L’idea è questa: Taiwan vuole l’indipendenza, la Repubblica Popolare Cinese è incazzatissima perché non l’accettano. Ergo, Pechino vuole passare all’azione e invadere l’isola, ma vuole farlo con stile. Nel 2027 si celebra, infatti, l’anniversario delle forze armate cinesi; quale occasione migliore per mostrare i muscoli al resto del Mondo e invadere un baluardo della democrazia occidentale come Taiwan?
Tralasciando il fatto che l’invasione cinese di Taiwan è impossibile al pari dell’invasione italiana della Sardegna, visto che il diritto internazionale riconosce l’appartenenza di Formosa alla Repubblica Popolare Cinese da cinquant’anni, possiamo concentrarci sul sottotesto: noi occidentali, che la guerra la sappiamo fare bene, ragioniamo in termini tattici o strategici; a loro, invece, essendo orientali schiavi di un regime comunista e sanguinario, interessa solo flexare. L’occupazione di Taiwan non sarebbe il risultato di un piano militare coordinato (che potrebbe avvenire domani, nel 2027, o mai) ma solo una pagliacciata al fine di accendere una candelina in più sulla torta di compleanno delle forze armate.

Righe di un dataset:
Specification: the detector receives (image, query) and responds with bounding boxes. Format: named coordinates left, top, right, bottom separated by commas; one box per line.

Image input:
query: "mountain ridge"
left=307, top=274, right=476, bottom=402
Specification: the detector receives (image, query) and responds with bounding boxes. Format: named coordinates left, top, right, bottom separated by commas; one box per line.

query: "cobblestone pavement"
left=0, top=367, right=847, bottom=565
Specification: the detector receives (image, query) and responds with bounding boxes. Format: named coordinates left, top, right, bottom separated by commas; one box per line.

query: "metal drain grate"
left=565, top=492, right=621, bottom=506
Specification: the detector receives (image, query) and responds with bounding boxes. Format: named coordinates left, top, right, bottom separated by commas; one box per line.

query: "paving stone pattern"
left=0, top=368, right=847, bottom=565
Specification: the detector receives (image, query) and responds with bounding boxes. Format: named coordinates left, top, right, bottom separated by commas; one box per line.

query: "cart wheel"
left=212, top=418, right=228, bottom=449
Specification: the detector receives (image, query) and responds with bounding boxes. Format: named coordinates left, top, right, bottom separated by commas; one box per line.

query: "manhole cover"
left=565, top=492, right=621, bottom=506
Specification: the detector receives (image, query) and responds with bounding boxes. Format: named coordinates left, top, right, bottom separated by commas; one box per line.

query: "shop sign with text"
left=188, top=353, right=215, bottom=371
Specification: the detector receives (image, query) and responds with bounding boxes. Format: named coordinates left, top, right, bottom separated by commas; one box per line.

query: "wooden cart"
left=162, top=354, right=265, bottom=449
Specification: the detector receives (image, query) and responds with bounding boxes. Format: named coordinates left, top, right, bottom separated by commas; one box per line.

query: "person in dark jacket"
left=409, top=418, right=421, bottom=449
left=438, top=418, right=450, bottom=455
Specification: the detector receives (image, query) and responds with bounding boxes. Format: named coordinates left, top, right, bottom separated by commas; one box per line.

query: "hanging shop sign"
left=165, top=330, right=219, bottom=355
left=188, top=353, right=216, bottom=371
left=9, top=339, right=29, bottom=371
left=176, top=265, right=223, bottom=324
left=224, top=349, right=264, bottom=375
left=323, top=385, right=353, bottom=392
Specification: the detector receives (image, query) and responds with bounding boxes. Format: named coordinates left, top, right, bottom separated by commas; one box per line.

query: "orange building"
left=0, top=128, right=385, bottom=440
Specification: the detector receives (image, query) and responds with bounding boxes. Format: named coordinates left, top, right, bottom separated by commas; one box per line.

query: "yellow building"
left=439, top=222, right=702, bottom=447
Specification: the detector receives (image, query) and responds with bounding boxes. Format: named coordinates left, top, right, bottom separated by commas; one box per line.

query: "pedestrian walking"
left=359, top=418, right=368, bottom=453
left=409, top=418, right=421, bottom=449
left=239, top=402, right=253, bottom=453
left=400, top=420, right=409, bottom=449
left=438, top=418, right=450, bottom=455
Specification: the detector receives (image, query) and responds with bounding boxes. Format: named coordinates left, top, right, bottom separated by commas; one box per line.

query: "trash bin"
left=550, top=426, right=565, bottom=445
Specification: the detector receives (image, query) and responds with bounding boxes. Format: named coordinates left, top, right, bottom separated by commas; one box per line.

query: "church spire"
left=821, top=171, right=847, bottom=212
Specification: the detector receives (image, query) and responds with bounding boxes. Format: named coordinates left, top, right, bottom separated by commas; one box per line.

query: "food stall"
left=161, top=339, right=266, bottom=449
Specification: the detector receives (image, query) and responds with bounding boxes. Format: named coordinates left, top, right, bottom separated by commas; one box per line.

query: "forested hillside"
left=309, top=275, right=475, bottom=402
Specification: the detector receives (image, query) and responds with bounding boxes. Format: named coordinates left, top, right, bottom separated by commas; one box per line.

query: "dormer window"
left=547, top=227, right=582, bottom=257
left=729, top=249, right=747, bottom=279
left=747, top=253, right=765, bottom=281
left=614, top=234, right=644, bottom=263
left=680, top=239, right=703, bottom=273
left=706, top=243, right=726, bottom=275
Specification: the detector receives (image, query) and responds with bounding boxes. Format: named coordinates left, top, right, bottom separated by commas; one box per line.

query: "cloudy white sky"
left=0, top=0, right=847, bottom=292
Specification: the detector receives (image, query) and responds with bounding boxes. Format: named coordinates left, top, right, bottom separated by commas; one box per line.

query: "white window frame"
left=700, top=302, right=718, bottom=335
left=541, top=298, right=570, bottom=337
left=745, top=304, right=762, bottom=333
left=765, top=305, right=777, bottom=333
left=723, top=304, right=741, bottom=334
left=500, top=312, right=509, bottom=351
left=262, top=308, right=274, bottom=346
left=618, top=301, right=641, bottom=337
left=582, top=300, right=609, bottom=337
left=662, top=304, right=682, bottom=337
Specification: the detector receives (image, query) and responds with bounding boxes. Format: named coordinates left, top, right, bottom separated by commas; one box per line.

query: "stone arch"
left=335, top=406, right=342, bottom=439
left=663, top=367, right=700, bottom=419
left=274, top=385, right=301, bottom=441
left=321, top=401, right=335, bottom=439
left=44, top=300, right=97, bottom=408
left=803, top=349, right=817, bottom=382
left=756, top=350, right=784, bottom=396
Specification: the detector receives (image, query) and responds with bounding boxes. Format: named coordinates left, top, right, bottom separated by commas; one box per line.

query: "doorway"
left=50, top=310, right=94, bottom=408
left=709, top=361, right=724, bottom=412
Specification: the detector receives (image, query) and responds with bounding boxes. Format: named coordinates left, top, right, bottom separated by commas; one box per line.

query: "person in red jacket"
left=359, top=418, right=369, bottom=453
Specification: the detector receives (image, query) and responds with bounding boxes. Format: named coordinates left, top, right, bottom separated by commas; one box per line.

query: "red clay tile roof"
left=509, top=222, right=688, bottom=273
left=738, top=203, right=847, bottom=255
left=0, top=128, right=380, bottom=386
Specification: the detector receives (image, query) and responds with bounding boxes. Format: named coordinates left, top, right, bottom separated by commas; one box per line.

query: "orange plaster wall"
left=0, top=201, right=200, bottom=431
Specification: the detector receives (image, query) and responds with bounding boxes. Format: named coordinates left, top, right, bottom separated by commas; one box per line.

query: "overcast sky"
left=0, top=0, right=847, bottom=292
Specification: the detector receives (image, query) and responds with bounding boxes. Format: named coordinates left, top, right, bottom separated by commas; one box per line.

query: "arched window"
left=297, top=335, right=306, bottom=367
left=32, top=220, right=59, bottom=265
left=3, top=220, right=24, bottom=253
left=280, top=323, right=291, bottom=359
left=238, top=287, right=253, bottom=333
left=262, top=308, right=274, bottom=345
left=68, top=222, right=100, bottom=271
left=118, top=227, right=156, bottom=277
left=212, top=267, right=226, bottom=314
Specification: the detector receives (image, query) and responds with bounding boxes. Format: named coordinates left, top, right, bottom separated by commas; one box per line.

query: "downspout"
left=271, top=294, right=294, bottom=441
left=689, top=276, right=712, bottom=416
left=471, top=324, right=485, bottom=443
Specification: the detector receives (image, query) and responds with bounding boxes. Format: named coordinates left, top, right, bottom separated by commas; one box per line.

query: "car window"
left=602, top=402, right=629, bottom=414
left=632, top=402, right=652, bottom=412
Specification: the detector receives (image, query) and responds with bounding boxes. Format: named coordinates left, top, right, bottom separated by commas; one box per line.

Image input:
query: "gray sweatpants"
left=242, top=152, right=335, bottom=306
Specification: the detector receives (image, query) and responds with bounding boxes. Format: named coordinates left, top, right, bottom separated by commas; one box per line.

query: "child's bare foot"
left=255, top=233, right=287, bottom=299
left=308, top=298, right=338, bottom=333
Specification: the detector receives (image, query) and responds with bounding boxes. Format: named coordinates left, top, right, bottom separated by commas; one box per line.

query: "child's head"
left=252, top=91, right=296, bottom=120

> IL PROBLEMA:
Stampa di nuovo tutto il brano su Taiwan, parola per parola.

> SOLUZIONE SCRITTA:
L’idea è questa: Taiwan vuole l’indipendenza, la Repubblica Popolare Cinese è incazzatissima perché non l’accettano. Ergo, Pechino vuole passare all’azione e invadere l’isola, ma vuole farlo con stile. Nel 2027 si celebra, infatti, l’anniversario delle forze armate cinesi; quale occasione migliore per mostrare i muscoli al resto del Mondo e invadere un baluardo della democrazia occidentale come Taiwan?
Tralasciando il fatto che l’invasione cinese di Taiwan è impossibile al pari dell’invasione italiana della Sardegna, visto che il diritto internazionale riconosce l’appartenenza di Formosa alla Repubblica Popolare Cinese da cinquant’anni, possiamo concentrarci sul sottotesto: noi occidentali, che la guerra la sappiamo fare bene, ragioniamo in termini tattici o strategici; a loro, invece, essendo orientali schiavi di un regime comunista e sanguinario, interessa solo flexare. L’occupazione di Taiwan non sarebbe il risultato di un piano militare coordinato (che potrebbe avvenire domani, nel 2027, o mai) ma solo una pagliacciata al fine di accendere una candelina in più sulla torta di compleanno delle forze armate.